### TEXT SEGMENT
☆ ☆ ☆ ☆
From a futures point of view, a couple of things are striking.
The first is the speed of the growth of the Transition Initiative over just eighteen months – yet this has been almost invisible in terms of the political and media mainstream (probably just as well for the health of its development as a network).
The second is the emphasis on political change and fun – shades of DH Lawrence’s famous poem, A Sane Revolution – which for me links it to the more playful radical tradition which emerged in the mid-60s.
The third is the extent to which it has drawn on the use of futures techniques, especially visioning, to help the transition communities develop their desired future for their localities. It may be the largest visioning project in the UK right now. A whole section of the Handbook, “The Heart”, is about building visions, and the rationale for this is, “We’ve become so used to campaigning against things that we have lost sight of where we want to go”. Visioning, Hopkins notes, “has the added beneift of counteracting despondency”. There’s also an inspirational story about how a vision-based approach was used to prevent the development of an important local site in Lewes, one of the transition towns.
The book itself is broken into three sections, “The Head, “The Heart” and “The Hands”. The ‘Head’ section is about building the evidence for looming energy shortage, The Heart is about visions for alternatives, and The Hands is about the skills needed to bring those visions to life. As Hopkins observes, in terms of craft and physical skills, we may be the least competent generation in the history of the planet. The luxuries of cheap energy (and cheap technology) have deskilled us. The future will involve the recovery of some of these skills – a task that could easily take a generation. But this will also need better tools – by which I mean tools which are more accessible and more repairable; more ‘convivial’ in Ivan Illich’s exploration of the term. It’s worth exploring this a little further. In a well-known passage, Illich wrote:
I choose the term “conviviality” to designate the opposite of industrial productivity. I intend it to mean autonomous and creative intercourse among persons, and the intercourse of persons with their environment; and this in contrast with the conditioned response of persons to the demands made upon them by others, and by a man-made environment. I consider conviviality to be individual freedom realized in personal interdependence and, as such, an intrinsic ethical value. I believe that, in any society, as conviviality is reduced below a certain level, no amount of industrial productivity can effectively satisfy the needs it creates among society’s members.
Illich proposed the pursuit of ‘conviviality’ as a way of remedying some of the defects of industrial society. The Transition Initiative suggests that this will turn out the other way around. The combination of peak oil and climate change will expose the defects (energy dependency) of industrial society; we will need to recover his convivial tools to make good – or go under.
☆ ☆ ☆ ☆
### GIVEN INFORMATION
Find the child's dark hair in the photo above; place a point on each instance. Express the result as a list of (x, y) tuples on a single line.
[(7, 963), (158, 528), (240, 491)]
☆ ☆ ☆ ☆
### WHAT YOU HAVE TO DO
Return the section of the passage on the Transition Initiative starting at "The first is" and ending at "in the mid-60s.", copied word for word.

### FULL SOLUTION
The first is the speed of the growth of the Transition Initiative over just eighteen months – yet this has been almost invisible in terms of the political and media mainstream (probably just as well for the health of its development as a network).
The second is the emphasis on political change and fun – shades of DH Lawrence’s famous poem, A Sane Revolution – which for me links it to the more playful radical tradition which emerged in the mid-60s.